**TASK GOAL**
Retype the entries below word for word, from the line that contains "nose, given as one point per instance." through the end of the entries, including both of those lines.

**THE DATA**

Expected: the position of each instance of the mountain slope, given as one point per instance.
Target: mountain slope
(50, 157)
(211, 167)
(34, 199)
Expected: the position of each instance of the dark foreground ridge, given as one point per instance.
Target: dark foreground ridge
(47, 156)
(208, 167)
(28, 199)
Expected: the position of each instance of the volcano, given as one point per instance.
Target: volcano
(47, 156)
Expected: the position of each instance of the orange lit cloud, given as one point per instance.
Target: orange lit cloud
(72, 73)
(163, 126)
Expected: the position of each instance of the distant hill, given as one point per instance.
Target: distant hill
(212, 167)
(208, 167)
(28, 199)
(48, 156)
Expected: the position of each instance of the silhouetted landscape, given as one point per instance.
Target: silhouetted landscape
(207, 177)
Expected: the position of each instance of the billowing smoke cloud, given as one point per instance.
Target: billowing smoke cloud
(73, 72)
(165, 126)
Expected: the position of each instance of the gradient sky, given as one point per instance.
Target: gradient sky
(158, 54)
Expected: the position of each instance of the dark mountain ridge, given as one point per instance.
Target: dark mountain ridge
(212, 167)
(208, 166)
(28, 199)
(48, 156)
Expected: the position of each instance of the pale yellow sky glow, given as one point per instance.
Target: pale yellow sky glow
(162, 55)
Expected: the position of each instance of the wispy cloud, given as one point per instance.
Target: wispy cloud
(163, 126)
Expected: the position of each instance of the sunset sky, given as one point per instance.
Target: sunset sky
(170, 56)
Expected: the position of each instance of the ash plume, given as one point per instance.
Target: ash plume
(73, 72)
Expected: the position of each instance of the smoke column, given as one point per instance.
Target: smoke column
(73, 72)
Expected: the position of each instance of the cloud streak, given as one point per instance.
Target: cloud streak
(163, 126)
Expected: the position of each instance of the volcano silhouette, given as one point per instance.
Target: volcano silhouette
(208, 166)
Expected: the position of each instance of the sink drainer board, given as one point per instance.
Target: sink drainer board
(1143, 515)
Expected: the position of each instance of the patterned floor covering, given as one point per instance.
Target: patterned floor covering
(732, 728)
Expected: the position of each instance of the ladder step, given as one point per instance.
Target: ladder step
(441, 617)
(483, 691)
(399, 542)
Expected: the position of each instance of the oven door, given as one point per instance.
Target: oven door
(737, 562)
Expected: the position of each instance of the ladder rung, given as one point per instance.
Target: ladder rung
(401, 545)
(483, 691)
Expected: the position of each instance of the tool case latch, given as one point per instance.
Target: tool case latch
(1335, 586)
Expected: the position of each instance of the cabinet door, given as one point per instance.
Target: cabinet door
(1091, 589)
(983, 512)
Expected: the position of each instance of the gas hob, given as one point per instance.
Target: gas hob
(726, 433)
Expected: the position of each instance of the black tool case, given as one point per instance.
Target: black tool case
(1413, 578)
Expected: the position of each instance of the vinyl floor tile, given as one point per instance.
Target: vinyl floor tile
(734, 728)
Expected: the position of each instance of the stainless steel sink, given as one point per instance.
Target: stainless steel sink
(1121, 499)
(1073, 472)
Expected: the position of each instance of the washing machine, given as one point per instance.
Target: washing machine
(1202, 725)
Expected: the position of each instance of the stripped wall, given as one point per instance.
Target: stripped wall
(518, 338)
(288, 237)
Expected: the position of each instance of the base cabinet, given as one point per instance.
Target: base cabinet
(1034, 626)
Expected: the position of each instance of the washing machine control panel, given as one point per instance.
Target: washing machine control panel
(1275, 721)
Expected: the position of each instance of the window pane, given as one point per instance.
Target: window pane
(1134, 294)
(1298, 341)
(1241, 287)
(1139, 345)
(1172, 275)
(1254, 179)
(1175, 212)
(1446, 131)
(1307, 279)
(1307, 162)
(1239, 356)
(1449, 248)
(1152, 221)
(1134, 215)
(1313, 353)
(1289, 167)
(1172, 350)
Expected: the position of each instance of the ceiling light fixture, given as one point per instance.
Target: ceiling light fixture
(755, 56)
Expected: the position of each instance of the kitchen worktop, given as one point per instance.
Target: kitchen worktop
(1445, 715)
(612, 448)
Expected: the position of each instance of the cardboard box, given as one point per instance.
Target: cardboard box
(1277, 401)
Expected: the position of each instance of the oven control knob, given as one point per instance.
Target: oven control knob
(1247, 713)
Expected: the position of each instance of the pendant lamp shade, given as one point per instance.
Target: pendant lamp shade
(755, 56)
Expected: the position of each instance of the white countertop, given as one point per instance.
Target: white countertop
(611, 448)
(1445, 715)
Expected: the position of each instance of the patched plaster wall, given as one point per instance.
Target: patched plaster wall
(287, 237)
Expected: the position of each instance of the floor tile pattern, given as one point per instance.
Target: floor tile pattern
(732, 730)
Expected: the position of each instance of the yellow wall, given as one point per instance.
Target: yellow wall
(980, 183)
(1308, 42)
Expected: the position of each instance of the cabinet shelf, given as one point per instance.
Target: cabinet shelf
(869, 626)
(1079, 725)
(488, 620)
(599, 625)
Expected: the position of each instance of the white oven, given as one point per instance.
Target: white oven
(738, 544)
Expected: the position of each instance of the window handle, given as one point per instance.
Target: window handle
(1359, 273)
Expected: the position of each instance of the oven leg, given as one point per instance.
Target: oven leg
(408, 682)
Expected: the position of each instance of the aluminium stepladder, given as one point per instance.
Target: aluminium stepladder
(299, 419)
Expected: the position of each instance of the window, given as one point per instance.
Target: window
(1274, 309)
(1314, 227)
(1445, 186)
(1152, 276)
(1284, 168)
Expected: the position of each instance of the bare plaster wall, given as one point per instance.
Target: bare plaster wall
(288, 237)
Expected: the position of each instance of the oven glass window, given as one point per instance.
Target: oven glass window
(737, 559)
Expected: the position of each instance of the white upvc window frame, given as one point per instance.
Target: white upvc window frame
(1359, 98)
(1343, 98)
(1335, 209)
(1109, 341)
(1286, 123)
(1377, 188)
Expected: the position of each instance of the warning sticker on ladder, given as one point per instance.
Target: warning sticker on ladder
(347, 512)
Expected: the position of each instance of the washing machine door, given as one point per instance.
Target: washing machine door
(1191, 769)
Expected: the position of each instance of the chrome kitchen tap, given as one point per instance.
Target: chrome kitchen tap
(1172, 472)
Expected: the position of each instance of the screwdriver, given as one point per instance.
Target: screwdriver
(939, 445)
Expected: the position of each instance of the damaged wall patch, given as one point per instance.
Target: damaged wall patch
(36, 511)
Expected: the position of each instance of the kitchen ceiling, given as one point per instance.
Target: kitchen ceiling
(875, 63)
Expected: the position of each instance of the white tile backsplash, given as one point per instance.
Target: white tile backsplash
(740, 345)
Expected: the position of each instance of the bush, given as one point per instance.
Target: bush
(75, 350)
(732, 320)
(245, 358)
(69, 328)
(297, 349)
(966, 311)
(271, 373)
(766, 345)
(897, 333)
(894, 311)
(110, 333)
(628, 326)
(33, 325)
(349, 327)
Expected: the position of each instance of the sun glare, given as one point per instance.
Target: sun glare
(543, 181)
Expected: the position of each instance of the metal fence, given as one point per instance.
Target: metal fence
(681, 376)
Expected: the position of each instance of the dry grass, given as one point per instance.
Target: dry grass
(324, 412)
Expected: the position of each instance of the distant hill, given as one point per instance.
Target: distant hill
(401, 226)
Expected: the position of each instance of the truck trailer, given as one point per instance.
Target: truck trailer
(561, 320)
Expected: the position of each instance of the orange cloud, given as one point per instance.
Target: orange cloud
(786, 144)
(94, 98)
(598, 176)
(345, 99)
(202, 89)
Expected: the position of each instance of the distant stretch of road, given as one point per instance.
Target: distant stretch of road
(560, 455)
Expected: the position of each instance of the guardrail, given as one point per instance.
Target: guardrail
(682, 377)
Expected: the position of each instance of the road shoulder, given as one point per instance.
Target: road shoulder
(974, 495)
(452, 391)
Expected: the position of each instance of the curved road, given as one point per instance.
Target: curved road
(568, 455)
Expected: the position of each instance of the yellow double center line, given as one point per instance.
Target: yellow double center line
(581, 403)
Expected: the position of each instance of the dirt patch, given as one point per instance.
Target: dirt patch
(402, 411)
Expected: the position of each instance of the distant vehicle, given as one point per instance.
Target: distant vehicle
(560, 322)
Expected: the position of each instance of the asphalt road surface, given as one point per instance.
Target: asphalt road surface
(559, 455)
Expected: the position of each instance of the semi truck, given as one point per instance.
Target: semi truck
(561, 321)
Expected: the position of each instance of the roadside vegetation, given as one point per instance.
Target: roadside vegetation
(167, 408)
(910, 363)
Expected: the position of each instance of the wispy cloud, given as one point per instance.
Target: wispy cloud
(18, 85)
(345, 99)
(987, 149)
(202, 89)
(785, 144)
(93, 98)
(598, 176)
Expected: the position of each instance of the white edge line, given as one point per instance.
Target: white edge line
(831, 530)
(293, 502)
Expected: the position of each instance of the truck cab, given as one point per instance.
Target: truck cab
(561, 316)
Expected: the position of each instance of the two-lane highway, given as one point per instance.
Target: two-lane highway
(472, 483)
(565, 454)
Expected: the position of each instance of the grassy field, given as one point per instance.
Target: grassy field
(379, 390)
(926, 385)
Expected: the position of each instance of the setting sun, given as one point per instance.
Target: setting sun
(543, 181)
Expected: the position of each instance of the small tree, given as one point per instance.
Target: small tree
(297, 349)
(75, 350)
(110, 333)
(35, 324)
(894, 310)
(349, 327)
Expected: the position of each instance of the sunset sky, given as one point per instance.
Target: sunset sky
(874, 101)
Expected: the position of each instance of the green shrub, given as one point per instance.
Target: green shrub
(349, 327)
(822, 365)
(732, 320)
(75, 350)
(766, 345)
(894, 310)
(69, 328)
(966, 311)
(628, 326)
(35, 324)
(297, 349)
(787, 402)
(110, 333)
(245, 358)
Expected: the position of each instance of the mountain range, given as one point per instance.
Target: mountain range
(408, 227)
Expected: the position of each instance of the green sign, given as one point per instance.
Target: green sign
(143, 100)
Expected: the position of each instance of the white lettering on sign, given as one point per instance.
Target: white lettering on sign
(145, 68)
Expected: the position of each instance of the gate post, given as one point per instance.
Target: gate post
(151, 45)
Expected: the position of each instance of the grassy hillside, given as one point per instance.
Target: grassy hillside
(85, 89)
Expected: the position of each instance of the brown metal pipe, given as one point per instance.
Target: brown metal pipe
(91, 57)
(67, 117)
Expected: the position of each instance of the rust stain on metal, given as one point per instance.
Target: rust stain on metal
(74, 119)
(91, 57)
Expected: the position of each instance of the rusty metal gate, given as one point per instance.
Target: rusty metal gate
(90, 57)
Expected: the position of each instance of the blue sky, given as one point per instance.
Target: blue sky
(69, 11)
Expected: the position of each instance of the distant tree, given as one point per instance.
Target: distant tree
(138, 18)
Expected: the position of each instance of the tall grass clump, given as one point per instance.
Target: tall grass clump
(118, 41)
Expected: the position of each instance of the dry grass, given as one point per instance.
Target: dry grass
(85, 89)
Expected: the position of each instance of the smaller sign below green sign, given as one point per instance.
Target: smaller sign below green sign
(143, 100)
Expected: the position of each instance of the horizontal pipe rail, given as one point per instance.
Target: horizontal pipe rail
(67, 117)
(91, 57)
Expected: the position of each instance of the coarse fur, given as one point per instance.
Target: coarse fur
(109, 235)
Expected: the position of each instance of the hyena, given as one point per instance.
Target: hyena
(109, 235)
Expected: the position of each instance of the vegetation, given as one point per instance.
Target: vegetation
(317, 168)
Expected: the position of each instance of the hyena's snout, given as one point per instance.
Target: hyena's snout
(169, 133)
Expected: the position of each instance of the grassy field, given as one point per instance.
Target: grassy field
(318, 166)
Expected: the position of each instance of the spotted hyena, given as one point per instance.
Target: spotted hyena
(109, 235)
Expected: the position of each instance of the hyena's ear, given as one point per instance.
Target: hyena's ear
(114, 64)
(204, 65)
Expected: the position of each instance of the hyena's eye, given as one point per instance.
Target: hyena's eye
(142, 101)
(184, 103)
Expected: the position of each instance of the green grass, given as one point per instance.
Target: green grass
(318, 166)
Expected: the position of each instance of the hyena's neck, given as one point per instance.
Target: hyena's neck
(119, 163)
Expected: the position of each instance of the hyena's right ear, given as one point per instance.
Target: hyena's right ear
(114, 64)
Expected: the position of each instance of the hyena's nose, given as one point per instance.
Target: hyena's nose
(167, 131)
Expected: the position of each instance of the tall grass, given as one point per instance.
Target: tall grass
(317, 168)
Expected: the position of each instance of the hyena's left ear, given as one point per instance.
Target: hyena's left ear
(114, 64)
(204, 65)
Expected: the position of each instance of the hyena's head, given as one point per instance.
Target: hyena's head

**ANSWER FOR THIS EXERCISE**
Expected: the position of each instance of the hyena's nose, given as one point per instance.
Target: hyena's nose
(167, 131)
Expected: the position of each instance of the tall grass, given as one point per instance.
Target: tall grass
(317, 168)
Expected: the position of each instance of the hyena's left ear, given as one point per instance.
Target: hyena's left ear
(114, 64)
(204, 65)
Expected: the position of each instance of the hyena's head, given as one point per instance.
Target: hyena's head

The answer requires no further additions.